*What you have to do:*
Output exactly, please, the lines of the records below from the one containing "mark the person's" through the final line.

Point annotation dataset records

□ □ □ □ □

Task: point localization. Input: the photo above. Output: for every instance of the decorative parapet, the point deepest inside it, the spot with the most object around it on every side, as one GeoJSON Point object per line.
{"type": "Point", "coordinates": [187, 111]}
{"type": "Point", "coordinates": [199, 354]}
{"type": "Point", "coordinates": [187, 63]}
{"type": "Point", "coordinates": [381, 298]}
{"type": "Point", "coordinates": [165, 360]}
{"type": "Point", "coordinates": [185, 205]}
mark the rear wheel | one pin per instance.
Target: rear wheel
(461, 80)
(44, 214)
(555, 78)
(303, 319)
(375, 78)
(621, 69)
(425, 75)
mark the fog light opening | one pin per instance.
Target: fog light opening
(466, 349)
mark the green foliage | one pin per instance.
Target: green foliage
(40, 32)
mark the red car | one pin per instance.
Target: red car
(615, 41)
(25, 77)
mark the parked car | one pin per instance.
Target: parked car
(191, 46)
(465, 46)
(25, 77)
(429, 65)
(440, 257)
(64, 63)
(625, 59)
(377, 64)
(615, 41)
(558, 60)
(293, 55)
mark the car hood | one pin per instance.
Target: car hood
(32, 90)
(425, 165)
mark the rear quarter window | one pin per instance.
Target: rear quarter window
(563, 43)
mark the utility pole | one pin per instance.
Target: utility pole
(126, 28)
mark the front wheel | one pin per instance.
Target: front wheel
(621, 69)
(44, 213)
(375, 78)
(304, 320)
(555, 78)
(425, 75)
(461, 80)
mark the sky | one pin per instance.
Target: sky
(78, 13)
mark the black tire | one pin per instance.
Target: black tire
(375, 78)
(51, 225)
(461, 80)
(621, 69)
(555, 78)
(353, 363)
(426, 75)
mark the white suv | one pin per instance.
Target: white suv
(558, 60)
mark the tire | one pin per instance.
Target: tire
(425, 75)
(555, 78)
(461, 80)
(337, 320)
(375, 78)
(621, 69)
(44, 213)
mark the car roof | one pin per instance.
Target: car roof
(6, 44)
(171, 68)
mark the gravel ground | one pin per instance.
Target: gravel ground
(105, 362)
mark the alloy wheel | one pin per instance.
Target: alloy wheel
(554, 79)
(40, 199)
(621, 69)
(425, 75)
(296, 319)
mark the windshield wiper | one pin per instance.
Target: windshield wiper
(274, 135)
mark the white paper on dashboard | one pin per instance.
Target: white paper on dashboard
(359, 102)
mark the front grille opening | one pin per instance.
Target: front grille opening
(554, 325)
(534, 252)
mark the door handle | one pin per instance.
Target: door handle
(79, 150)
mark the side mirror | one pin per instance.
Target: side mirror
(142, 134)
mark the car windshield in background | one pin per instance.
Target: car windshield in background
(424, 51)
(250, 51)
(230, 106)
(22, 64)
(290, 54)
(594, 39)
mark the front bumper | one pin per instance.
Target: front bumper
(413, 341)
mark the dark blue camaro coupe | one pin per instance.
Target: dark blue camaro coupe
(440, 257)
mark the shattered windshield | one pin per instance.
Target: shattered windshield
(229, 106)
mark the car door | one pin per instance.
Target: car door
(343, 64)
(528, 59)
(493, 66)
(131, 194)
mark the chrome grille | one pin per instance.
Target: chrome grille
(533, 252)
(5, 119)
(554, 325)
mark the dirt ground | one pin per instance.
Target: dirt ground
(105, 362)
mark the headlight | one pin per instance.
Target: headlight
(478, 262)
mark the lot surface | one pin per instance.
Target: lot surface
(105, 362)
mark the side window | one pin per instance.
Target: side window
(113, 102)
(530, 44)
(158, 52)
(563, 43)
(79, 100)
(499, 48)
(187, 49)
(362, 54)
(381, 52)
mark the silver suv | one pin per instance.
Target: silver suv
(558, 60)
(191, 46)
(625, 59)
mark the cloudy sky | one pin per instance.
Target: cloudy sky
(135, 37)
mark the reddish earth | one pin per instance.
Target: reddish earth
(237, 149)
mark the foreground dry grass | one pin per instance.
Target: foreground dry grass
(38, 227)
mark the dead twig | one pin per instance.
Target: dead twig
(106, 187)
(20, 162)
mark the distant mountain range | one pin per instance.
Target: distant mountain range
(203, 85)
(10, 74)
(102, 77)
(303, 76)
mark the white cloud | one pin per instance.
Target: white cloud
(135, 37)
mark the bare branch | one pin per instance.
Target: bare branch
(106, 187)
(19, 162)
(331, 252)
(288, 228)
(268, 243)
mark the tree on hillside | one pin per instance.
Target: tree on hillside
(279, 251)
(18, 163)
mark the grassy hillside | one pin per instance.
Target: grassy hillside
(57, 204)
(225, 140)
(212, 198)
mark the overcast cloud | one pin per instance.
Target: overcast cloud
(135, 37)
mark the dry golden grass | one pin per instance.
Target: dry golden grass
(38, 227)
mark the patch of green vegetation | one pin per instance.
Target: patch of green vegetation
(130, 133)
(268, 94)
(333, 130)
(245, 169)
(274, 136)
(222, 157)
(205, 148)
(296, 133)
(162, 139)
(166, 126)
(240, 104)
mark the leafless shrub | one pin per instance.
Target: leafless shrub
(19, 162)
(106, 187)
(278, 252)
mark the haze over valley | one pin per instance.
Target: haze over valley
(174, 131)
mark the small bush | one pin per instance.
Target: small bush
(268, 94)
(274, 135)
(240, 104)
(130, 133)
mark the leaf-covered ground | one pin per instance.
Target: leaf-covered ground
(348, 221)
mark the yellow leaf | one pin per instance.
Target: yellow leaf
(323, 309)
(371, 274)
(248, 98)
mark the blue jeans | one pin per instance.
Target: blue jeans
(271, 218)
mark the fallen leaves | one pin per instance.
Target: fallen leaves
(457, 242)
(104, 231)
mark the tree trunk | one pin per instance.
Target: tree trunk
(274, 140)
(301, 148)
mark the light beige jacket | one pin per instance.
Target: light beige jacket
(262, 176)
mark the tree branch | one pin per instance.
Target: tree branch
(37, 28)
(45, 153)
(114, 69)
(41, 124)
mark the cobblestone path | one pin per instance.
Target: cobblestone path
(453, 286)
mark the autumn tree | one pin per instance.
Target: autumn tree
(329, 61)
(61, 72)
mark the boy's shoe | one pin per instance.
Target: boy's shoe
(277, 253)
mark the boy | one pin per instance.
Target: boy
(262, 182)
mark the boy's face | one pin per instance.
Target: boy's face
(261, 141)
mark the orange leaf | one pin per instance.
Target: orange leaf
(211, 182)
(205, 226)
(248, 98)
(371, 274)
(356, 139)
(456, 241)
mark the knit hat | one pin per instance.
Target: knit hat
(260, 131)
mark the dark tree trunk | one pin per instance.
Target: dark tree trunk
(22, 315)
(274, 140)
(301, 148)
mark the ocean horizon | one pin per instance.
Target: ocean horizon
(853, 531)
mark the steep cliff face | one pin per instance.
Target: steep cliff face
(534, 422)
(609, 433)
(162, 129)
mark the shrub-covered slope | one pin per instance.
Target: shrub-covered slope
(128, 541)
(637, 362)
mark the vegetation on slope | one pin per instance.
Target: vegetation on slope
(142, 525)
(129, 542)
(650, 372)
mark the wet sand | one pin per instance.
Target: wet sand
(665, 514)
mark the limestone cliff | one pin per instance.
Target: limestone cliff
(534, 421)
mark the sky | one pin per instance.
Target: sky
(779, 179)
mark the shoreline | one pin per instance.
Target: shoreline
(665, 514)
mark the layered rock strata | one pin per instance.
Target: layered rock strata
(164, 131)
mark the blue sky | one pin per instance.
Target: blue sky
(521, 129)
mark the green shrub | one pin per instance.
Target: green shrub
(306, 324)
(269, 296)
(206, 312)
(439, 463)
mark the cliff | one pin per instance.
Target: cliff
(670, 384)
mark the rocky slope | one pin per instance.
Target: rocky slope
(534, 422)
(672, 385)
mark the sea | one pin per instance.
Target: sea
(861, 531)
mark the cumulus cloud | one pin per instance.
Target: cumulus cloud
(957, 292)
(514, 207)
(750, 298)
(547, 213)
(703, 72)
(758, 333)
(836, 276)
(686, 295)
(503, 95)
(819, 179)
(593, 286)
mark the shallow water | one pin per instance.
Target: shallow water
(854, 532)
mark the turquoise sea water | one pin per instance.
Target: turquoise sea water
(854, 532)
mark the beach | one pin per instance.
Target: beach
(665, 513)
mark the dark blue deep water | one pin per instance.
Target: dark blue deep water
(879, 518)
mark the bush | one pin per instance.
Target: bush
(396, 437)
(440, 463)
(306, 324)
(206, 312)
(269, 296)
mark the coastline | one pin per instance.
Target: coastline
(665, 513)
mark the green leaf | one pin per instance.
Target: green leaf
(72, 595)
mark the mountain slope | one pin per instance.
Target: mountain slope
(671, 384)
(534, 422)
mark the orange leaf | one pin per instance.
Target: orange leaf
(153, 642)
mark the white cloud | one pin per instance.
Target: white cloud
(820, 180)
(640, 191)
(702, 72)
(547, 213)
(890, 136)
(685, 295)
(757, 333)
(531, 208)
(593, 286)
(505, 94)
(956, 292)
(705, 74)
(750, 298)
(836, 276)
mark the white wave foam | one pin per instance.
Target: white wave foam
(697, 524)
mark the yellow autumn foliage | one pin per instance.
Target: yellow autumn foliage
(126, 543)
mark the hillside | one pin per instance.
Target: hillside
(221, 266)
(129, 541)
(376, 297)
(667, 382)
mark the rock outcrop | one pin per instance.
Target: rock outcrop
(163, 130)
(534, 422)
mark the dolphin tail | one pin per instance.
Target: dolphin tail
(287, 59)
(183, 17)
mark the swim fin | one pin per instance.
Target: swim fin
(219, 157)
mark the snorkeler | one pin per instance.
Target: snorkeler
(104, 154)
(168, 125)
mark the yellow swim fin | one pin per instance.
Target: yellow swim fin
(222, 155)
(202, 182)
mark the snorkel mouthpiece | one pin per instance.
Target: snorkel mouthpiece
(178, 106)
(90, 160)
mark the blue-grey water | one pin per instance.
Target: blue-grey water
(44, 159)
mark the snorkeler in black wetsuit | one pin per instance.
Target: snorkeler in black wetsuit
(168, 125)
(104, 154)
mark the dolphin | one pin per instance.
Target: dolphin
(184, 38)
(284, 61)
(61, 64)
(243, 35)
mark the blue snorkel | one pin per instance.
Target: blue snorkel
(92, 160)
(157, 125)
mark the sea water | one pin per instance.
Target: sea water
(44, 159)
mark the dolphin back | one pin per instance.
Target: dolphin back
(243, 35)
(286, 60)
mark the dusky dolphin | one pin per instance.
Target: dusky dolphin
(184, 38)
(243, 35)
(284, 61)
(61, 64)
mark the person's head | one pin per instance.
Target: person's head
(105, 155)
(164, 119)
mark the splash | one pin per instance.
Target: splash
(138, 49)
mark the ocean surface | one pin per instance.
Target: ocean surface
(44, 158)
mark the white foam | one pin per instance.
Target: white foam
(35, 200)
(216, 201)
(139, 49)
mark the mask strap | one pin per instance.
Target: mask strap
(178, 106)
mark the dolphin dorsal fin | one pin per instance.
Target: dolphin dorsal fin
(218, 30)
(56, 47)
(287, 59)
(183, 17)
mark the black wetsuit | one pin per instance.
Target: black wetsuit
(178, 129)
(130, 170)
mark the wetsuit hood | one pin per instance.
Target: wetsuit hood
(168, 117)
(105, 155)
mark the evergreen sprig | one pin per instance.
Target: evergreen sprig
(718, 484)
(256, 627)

□ □ □ □ □

*Solution below:*
mark the person's head | one pin per instance.
Target: person's head
(105, 155)
(164, 119)
mark the splash | one pin per instance.
Target: splash
(138, 49)
mark the ocean surface | one pin per instance.
Target: ocean surface
(44, 158)
mark the white foam | one pin per instance.
Target: white foam
(35, 200)
(216, 201)
(139, 49)
mark the mask strap | one pin per instance.
Target: mask strap
(178, 106)
mark the dolphin dorsal fin | one pin per instance.
Target: dolphin dorsal fin
(218, 30)
(56, 47)
(287, 59)
(183, 17)
mark the black wetsuit | one pin per instance.
Target: black wetsuit
(178, 129)
(130, 170)
mark the wetsuit hood | one pin per instance.
Target: wetsuit hood
(168, 117)
(105, 155)
mark the evergreen sprig | one pin per instance.
Target: evergreen sprig
(718, 484)
(256, 627)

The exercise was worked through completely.